— Start Working data —
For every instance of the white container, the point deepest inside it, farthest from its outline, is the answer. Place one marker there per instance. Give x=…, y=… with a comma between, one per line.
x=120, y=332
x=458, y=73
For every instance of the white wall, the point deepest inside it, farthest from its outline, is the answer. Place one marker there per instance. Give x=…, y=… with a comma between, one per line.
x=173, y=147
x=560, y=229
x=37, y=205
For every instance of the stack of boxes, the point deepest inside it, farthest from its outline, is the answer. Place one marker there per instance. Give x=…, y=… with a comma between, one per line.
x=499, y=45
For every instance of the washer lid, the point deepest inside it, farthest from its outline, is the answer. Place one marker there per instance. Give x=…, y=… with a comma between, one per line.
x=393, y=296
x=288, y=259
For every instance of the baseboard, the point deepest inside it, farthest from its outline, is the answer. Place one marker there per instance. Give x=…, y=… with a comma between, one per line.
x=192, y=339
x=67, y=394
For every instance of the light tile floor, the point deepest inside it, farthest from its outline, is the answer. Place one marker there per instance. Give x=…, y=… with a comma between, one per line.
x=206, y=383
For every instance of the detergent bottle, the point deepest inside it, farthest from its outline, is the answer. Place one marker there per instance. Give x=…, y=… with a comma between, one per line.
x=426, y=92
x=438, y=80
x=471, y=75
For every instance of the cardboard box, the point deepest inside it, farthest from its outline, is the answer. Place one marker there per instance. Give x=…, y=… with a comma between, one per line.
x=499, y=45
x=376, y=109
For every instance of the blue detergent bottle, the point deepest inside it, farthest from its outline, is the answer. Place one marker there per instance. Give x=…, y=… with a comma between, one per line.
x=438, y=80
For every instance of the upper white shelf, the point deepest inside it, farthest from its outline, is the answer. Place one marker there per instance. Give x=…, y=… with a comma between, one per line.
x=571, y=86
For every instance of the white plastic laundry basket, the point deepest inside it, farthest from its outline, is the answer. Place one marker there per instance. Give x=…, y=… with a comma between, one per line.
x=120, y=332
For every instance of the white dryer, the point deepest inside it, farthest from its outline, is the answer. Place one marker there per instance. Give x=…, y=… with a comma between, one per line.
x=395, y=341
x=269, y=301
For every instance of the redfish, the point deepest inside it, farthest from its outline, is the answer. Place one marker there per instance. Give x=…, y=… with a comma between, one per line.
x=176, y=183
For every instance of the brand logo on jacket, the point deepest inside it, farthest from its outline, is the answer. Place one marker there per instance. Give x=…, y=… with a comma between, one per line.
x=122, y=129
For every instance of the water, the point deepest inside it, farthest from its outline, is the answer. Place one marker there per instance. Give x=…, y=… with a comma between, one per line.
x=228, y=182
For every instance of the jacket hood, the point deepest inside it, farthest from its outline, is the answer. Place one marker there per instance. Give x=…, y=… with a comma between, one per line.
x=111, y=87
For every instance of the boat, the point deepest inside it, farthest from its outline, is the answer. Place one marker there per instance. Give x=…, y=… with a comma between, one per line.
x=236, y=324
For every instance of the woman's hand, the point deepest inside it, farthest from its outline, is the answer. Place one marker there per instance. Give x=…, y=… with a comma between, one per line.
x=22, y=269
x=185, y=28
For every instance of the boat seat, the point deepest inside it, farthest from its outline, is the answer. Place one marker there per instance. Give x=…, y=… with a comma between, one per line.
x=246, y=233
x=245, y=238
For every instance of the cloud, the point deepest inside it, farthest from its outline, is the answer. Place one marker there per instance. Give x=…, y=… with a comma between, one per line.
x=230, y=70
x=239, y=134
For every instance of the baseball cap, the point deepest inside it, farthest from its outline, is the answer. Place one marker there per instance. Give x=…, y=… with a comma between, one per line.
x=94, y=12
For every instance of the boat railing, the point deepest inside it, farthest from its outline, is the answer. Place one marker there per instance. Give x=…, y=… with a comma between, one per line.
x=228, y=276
— End Working data —
→ **Stated problem**: Rescale everything from the line containing "For every instance of the water, the" down to the line containing "x=239, y=134", both ends included. Rewrite every one of those lines in full, but multiply each x and y coordinate in the answers by 1.8 and round it to a whole number, with halves rounding up.

→ **Task output**:
For every instance of the water, the point deepest inside it, farthest from its outline, is the answer. Place one marker there per instance. Give x=…, y=… with a comma between, one per line.
x=410, y=328
For every instance of the jacket hood, the point deepest inside it, farthest from its outline, is the answer. Place one marker there per instance. Give x=…, y=… with a comma between, one per line.
x=200, y=157
For every instance of the boat, the point deepest inside it, farthest from its outline, is the answer. Place one marker there per instance. Give x=…, y=… with a comma between, one per line.
x=425, y=583
For every instance of the woman's hand, the point deepest inside it, farthest from its outline, is the answer. Place one marker there per instance. Give x=…, y=… with a comma between, one per line.
x=40, y=484
x=333, y=50
For every instance of the boat seat, the point deepest inside it, farthest from its outline, is the answer. Place one marker there per instance. Give x=…, y=… with a comma between, one per line.
x=443, y=419
x=441, y=428
For every instance of the cloud, the point deepest inside it, farthest from its outline, is the answer. Place one marker there per instance. Give x=…, y=… with a comma between, one per line.
x=414, y=126
x=430, y=241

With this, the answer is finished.